■ **Records provided**
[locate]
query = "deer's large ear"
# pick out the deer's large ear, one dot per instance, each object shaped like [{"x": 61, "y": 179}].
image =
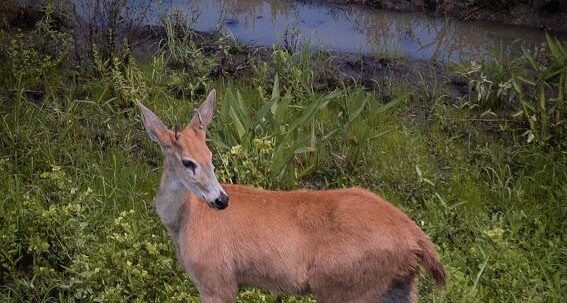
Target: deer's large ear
[
  {"x": 153, "y": 125},
  {"x": 204, "y": 114}
]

■ **Task statement**
Print every row above verbatim, with the pictures left out.

■ **Full answer**
[locate]
query = "deer's large ear"
# pick out the deer's large ear, one dot per instance, each object shaped like [{"x": 61, "y": 179}].
image =
Target: deer's large ear
[
  {"x": 153, "y": 125},
  {"x": 204, "y": 114}
]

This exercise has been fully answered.